Referring expression data:
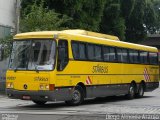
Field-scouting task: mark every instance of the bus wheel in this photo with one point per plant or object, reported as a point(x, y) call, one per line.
point(140, 91)
point(131, 92)
point(77, 96)
point(39, 102)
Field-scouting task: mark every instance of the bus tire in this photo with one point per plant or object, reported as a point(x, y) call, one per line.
point(140, 91)
point(131, 92)
point(77, 96)
point(39, 102)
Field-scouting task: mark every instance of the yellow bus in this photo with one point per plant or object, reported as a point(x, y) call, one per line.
point(72, 65)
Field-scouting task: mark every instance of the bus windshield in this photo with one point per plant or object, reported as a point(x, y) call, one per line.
point(33, 55)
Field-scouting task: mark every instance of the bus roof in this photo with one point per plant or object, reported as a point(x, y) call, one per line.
point(105, 39)
point(50, 34)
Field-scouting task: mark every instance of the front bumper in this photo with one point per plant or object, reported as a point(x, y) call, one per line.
point(56, 95)
point(150, 86)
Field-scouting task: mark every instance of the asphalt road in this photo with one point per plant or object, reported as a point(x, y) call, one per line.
point(117, 107)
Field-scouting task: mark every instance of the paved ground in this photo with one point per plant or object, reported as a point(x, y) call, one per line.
point(93, 109)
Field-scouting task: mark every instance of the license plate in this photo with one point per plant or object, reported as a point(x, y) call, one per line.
point(26, 97)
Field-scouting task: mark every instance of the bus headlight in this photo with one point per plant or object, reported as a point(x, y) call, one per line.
point(44, 87)
point(9, 85)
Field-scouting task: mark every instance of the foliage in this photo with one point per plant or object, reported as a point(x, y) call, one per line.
point(40, 18)
point(130, 20)
point(86, 14)
point(112, 21)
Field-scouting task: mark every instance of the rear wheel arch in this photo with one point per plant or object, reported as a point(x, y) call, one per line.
point(83, 87)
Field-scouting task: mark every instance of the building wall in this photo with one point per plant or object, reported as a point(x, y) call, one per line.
point(7, 17)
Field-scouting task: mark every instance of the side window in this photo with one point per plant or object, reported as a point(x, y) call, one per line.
point(112, 54)
point(98, 53)
point(106, 53)
point(1, 53)
point(119, 55)
point(62, 54)
point(79, 50)
point(153, 58)
point(143, 57)
point(75, 50)
point(90, 51)
point(82, 51)
point(125, 55)
point(133, 56)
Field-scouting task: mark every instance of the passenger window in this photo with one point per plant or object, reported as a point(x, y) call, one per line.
point(143, 57)
point(124, 55)
point(112, 54)
point(90, 51)
point(153, 58)
point(98, 53)
point(119, 55)
point(106, 53)
point(82, 51)
point(62, 54)
point(75, 50)
point(1, 53)
point(134, 57)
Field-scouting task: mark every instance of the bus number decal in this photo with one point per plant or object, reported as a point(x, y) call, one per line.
point(100, 69)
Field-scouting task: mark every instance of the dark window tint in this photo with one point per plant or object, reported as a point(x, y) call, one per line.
point(124, 55)
point(106, 53)
point(119, 54)
point(62, 54)
point(90, 51)
point(98, 53)
point(112, 54)
point(133, 55)
point(153, 58)
point(79, 50)
point(82, 52)
point(75, 49)
point(143, 57)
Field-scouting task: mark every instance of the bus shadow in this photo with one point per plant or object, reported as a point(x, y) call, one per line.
point(56, 105)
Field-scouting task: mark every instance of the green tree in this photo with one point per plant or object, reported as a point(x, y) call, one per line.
point(112, 21)
point(40, 18)
point(6, 45)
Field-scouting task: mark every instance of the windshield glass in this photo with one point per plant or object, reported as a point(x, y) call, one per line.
point(33, 55)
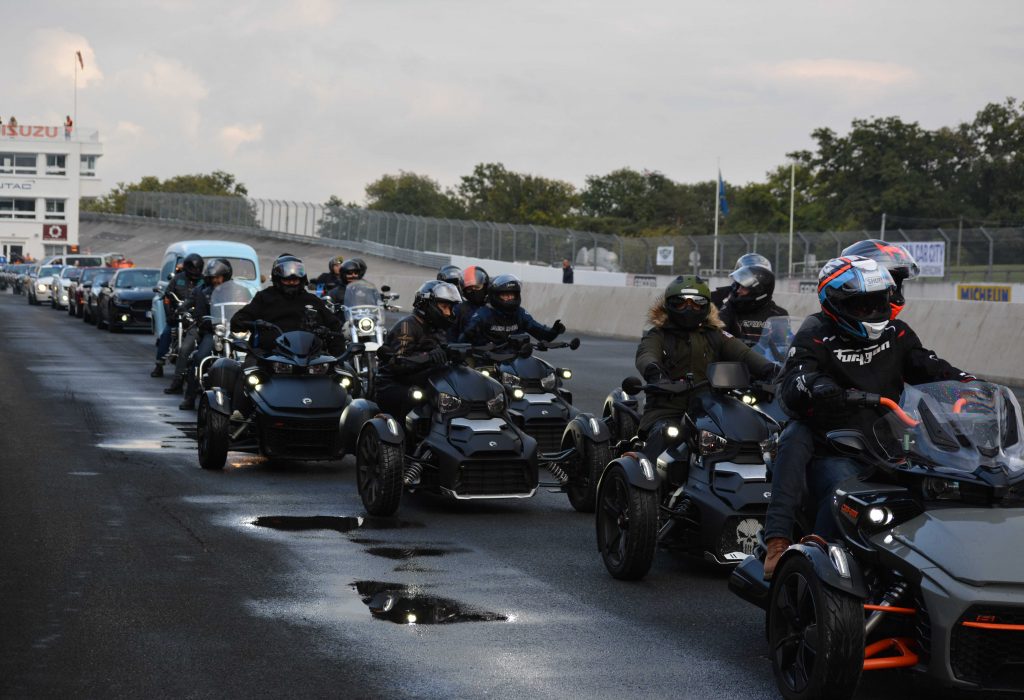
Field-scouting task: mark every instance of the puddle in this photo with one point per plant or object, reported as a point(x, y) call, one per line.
point(336, 523)
point(403, 605)
point(412, 552)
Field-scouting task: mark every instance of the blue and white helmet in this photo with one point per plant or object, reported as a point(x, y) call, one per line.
point(855, 293)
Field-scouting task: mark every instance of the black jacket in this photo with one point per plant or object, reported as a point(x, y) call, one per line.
point(748, 326)
point(289, 313)
point(403, 357)
point(880, 366)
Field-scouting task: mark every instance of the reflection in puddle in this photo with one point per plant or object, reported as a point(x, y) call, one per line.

Work to be completed »
The lines to output run from the one containing "Field-scouting task: mark every instance of the black" to the last line of the entries; give them back exactly.

Finished task »
Field-scouting task: mark every instance of the black jacket in this photo with one point per plant or object, reported as a point(x, y) call, one per line.
point(748, 326)
point(289, 313)
point(403, 357)
point(880, 366)
Field-scouting task: mark every instance of the reflection in puddle in this photo with one point per plant or object, reported as a point(x, y) call, one per line.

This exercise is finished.